> DIRECTIONS FOR THIS TASK: Write the next part of the report on the Red Cross Statutory Meetings in Sydney, starting after its final sentence.

It was the first time these meetings have ever been held in Australia, and was made possible through the efforts of more than 360 volunteers who hosted our international colleagues.

800 Red Cross supporters formed the red cross and red crescent emblems on the steps of the Sydney Opera House during the Statutory Meetings. Photo: Australian Red Cross/Drew Duckworth

Youth set the agenda

For the first time, the Red Cross and Red Crescent Movement’s Global Youth Conference was held directly ahead of our major international meetings. This gave more than 200 youth leaders around the world an unprecedented opportunity to influence and inform the outcomes of the Statutory Meetings, as well as equipping young humanitarians with specific skills to influence the highest decision- making levels of our worldwide network. Youth leaders are working with the Movement to put forward goals for the post-2015 international agenda, when the Millennium Development goals will be renewed.

Addressing the nuclear threat

An estimated 17,000 nuclear warheads remain in existence around the world. Modelling shows that even a limited nuclear war could have lasting effects on the environment and agriculture, potentially causing mass starvation. Combatting the threat of nuclear weapons has been a strategic priority for Australian Red Cross for a number of years. We helped to spearhead an historic resolution at the 2011 Statutory Meetings, setting out a strong Red Cross Red Crescent Movement position on this issue which appealed to states to completely eliminate nuclear weapons through a legally binding international agreement. The resolutions passed at the 2013 Statutory Meetings expanded upon the earlier resolution adopted by the Movement in 2011. Together they provide a comprehensive framework for our ongoing global work in this space.

Unlocking the power of people with disabilities

At the Statutory Meetings we heard from disability advocates and people living with disabilities. Australian advocate Mark Bagshaw challenged Red Cross to “raise the bar of its expectations of the capacity of people with disabilities”. We responded – the Global Movement unanimously passed a Disability Inclusion resolution, making it an international priority to uphold the rights of people with disabilities. A Movement-wide strategy on disability will be developed for adoption in 2015.

> EXTRACTED MATERIAL:
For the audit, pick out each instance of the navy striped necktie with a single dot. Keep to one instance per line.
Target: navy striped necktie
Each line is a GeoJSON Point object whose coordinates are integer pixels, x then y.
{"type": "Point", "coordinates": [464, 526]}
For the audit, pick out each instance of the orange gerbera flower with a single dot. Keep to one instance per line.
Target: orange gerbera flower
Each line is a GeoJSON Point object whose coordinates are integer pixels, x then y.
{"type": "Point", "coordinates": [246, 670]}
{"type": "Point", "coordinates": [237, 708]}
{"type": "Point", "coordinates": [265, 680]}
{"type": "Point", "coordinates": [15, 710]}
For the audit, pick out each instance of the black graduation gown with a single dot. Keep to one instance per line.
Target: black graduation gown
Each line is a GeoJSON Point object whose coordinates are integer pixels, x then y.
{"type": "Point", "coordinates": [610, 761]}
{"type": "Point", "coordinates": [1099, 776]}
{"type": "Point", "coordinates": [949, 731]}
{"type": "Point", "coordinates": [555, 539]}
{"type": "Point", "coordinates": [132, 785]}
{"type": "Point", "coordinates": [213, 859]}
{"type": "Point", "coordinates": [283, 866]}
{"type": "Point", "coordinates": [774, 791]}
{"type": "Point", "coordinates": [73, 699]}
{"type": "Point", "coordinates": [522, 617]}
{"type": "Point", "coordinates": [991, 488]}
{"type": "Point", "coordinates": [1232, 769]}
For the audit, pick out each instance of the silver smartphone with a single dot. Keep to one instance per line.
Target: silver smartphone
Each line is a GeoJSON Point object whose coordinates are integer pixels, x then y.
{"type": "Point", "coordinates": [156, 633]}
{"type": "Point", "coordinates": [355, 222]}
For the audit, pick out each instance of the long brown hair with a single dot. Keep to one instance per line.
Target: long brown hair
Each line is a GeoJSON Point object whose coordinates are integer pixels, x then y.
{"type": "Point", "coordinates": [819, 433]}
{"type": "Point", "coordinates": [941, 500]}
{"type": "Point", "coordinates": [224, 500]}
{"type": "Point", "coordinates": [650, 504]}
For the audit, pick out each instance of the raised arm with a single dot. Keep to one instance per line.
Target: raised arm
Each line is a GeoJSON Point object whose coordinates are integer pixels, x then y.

> ANSWER:
Health care in danger

In 2011, the Red Cross Red Crescent Movement and governments of more than 180 countries adopted a resolution titled Health Care in Danger, which aims to improve the security and delivery of healthcare in armed conflict. Violence against healthcare workers, facilities and patients is one of the most serious and widespread humanitarian concerns of today despite the fact that they are protected under international humanitarian law. More must be done to ensure that people have timely access to healthcare and that the facilities and staff to treat them are available, adequately supplied with medicines and medical equipment, and secure.

The Movement-wide campaign continues, highlighting the frequency of healthcare workers being threatened, kidnapped and killed during conflict. During the Statutory Meetings, a replica of an attacked ambulance stood as an exhibit outside the busy Sydney convention centre, raising public awareness of the hazardous nature of health care provision during times of conflict. Building community awareness and concern for the issue is an important part of the campaign. The exhibit gave us the opportunity to talk to the public about the campaign and the very real threat our Red Cross and Red Crescent colleagues face daily around the world.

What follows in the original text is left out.